**Passage provided:**
If you’ve been router shopping recently, you may have noticed some routers are labeled as dual-band, while others are labeled as tri-band. Tri-band routers automatically sound superior, and they are, at least theoretically. That doesn’t mean they are worth investing in today though.
Understanding Single, Dual and Tri-Band Routers:
There are three types of routers bands available today. Single band, dual-band and triband. Most of the Singleband routers are discontinued as popularity and need for Dualband routers increased. But for some reason, if you need only searching for a single band router to look at Amazon for it, you may not find it at your local Bestbuy or Walmart anymore.
A single band router outputs a single 2.4 GHz WiFi signal and has one network for users to connect to. This network will have a maximum speed rating that’s normally at 450 Mbps or less.
Dual-band routers have two different independent WiFi networks. One is operating at 2.4 GHz and offers a speed somewhere at 450 Mbps or less, and the other is at 5Ghz and offers speeds up to 1300 Mbps.
A Tri-Band router has three independent WiFi networks running at once. One is at 2.4 GHz with the 450 Mbps maximum, then there are two running at 5Ghz each with the 1300 Mbps maximum speeds.
The important thing to realize is that whether you have a single band router, a dual-band or a tri-band, each device on your network can only connect to one of the networks emitted by your router. That means you can only use the maximum speed of one of those channels.
For 2.4 GHz channels that means being limited to 450 Mbps, and 1300 Mbps for the 5Ghz channels.
Each band is like an independent lane of a highway. Adding bands is like adding lanes to the road. Each lane won’t allow you to drive any faster than before if the road is empty, but those added lanes can help everyone keep going at peak speeds when traffic levels begin to pick up.
What do those AC model numbers on wireless routers mean?
Most routers for sale today have a speed rating right in the name. For instance, you can pick up a TP-Link Archer AC1750 router. The AC1750 part of the name is a speed rating. The rating is the maximum amount of information the router can move around at one given time overall its networks.
An AC 1750 router is a dual band router with a 450 Mbps 2.4 GHz network, and a 1300 Mbps 5 GHz network. Add 450 and 1300 and you get the total 1750 speed rating. Some people believe the number in the router’s name is how much speed a single device can expect to get, and that just isn’t true. When you purchase the router your device can enjoy a maximum speed of close to 450 Mbps or 1300 Mbps depending on the band that you connect to.

(Dataset items)

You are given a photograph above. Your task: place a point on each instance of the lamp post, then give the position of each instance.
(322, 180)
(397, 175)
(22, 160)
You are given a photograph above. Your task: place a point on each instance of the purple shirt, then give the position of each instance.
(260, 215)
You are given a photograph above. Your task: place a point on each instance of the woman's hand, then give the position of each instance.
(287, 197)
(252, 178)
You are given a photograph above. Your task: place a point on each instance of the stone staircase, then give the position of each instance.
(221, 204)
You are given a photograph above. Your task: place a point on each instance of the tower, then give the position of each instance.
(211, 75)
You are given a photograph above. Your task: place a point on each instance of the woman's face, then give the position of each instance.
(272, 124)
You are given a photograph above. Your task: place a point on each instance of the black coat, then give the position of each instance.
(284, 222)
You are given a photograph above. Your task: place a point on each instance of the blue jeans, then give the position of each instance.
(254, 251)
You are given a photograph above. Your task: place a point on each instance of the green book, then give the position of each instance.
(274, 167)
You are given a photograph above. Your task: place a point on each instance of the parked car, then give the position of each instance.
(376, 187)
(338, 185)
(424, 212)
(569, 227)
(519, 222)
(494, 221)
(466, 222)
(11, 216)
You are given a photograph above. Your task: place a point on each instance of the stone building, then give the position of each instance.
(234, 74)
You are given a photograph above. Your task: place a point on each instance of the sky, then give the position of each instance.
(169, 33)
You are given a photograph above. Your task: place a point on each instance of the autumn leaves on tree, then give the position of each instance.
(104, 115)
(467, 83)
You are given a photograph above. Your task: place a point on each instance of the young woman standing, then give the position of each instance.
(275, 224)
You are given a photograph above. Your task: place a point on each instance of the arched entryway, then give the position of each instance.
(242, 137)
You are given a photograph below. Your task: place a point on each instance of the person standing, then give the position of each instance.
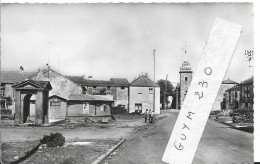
(146, 115)
(152, 117)
(149, 116)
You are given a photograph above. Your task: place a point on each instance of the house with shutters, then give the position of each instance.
(240, 95)
(142, 95)
(61, 93)
(115, 89)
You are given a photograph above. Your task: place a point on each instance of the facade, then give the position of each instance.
(116, 87)
(62, 86)
(241, 95)
(247, 93)
(185, 79)
(226, 84)
(141, 92)
(232, 98)
(8, 79)
(177, 96)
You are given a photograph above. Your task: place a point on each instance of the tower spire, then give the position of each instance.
(185, 51)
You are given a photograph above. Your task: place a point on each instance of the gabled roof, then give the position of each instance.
(76, 79)
(91, 83)
(14, 76)
(228, 81)
(120, 81)
(235, 88)
(248, 81)
(143, 81)
(33, 83)
(82, 97)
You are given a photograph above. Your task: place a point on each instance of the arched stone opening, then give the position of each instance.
(23, 93)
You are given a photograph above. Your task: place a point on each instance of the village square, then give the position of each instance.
(53, 113)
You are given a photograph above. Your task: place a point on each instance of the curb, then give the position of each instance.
(102, 157)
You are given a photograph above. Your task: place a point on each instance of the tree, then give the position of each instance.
(169, 91)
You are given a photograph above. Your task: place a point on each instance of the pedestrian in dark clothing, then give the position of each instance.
(149, 114)
(146, 115)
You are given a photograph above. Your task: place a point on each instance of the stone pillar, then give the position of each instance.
(177, 99)
(39, 108)
(46, 117)
(17, 119)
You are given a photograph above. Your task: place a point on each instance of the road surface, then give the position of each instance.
(219, 144)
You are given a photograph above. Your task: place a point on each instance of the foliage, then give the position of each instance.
(103, 91)
(243, 114)
(53, 140)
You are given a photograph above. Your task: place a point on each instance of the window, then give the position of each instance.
(104, 108)
(140, 96)
(151, 97)
(246, 90)
(55, 104)
(3, 91)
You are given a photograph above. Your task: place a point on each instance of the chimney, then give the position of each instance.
(21, 68)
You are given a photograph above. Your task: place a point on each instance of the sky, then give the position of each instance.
(117, 40)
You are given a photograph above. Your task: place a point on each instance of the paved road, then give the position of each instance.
(219, 144)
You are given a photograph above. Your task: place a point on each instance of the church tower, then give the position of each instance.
(185, 78)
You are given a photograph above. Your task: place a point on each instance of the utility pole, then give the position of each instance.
(165, 90)
(154, 80)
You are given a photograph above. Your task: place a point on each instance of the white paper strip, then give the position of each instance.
(202, 92)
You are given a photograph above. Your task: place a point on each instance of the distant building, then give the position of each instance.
(116, 87)
(247, 93)
(141, 92)
(226, 84)
(63, 90)
(9, 78)
(240, 95)
(185, 79)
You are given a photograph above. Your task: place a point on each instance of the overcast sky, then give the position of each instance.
(117, 40)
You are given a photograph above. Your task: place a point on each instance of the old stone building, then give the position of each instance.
(141, 92)
(116, 87)
(226, 84)
(8, 79)
(185, 79)
(240, 95)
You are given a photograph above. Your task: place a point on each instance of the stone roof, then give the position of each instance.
(120, 81)
(14, 76)
(248, 81)
(233, 88)
(113, 81)
(143, 81)
(228, 81)
(76, 79)
(38, 84)
(82, 97)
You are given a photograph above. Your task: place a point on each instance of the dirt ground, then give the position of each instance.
(67, 154)
(17, 140)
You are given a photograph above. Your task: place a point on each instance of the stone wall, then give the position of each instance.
(220, 96)
(184, 85)
(57, 112)
(145, 98)
(120, 96)
(61, 85)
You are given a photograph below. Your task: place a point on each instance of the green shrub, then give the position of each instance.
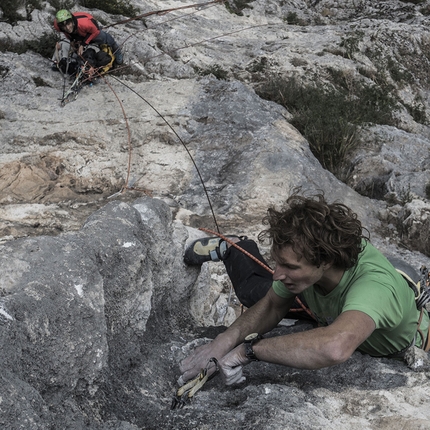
(237, 6)
(330, 118)
(215, 70)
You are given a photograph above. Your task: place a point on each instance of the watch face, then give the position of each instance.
(251, 336)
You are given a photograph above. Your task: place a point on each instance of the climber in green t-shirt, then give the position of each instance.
(323, 257)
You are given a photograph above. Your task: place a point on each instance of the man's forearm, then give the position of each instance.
(260, 318)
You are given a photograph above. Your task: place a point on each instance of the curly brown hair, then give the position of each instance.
(318, 231)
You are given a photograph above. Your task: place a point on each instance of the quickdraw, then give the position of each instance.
(188, 390)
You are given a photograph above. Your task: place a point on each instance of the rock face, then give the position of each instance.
(96, 305)
(95, 322)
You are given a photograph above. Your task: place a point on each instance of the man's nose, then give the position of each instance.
(279, 274)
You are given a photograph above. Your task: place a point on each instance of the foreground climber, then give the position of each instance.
(82, 29)
(358, 298)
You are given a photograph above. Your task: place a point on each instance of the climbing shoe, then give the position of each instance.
(207, 249)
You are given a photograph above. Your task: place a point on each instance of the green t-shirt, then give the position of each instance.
(374, 287)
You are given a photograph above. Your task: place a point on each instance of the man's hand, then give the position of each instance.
(231, 365)
(198, 359)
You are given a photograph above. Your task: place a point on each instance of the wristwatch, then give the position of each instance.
(249, 341)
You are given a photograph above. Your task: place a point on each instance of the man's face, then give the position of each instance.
(294, 271)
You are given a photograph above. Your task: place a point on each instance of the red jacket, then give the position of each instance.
(86, 28)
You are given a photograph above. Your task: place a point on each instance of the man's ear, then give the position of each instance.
(326, 265)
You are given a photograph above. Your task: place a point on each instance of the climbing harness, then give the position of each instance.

**Tasks:**
1. According to the router article, how many independent WiFi networks does a tri-band router run at once?
2. Name every type of router band that the router article describes.
3. Carry the router article forward from its last sentence.
The rows were taken from a different source than the router article.

**The responses:**
1. Three

2. Single band, dual-band, and tri-band

3.
If you opt for a Tri-Band router you can get a product with up to a 3200 Mbps rating. That’s actually 1300 Mbps on each of the two 5 GHz bands and up to 600 Mbps (tech companies have managed to get up to 600 Mbps out of 2.4 GHz bands in some newer routers) on the single 2.4 GHz band.
Are Tri Band Routers Actually Faster than Dual Band?
After that brief explanation of single, dual and tri-band routers, you’re probably still wondering if tri-band routers are faster. After all, you’re paying more money for speed, they ought to be faster. The truth is that they are and they aren’t.
For most people, tri-band routers won’t be that much faster than dual-band routers are. For a small percentage of users, they actually will.
To help explain what I’m talking about, picture a single lane highway during rush hour. Traffic is backed up for miles off into the horizon and you’re going to be sitting on the freeway for hours before you make it home. Now imagine that another lane on the highway opens up and cars immediately move over to fill that space as well. With the added lane you can all get to your destination much sooner. That’s the difference between a single band and dual band routers. They help direct the traffic more efficiently, which can create a nice speed increase if that single band was overloaded.
The same can be said when going from a dual-band router to a tri-band. That two-lane highway gets transformed into a three-lane highway. If the dual-band router was overloaded, a tri-band router is a very real upgrade. Most people won’t have that issue though. The truth is that for the average household a dual-band router is more than enough to get the job done.
Powerful Router vs Dataplan upgrade:
A common complaint that I get from people frustrated with their internet connection is that it’s simply too slow to do everything they want. Families try to stream videos, play HD video games, and download files all at the same time, and everyone gets stuck with slower than optimal speeds.
If this is a problem you’re dealing with, chances are good that moving from a dual-band router to a tri-band router isn’t going to do anything for you. You would need an internet connection greater than 1.7 Gbps for a tri-band router to improve your connection to the internet. Most people have a much slower network connection than that.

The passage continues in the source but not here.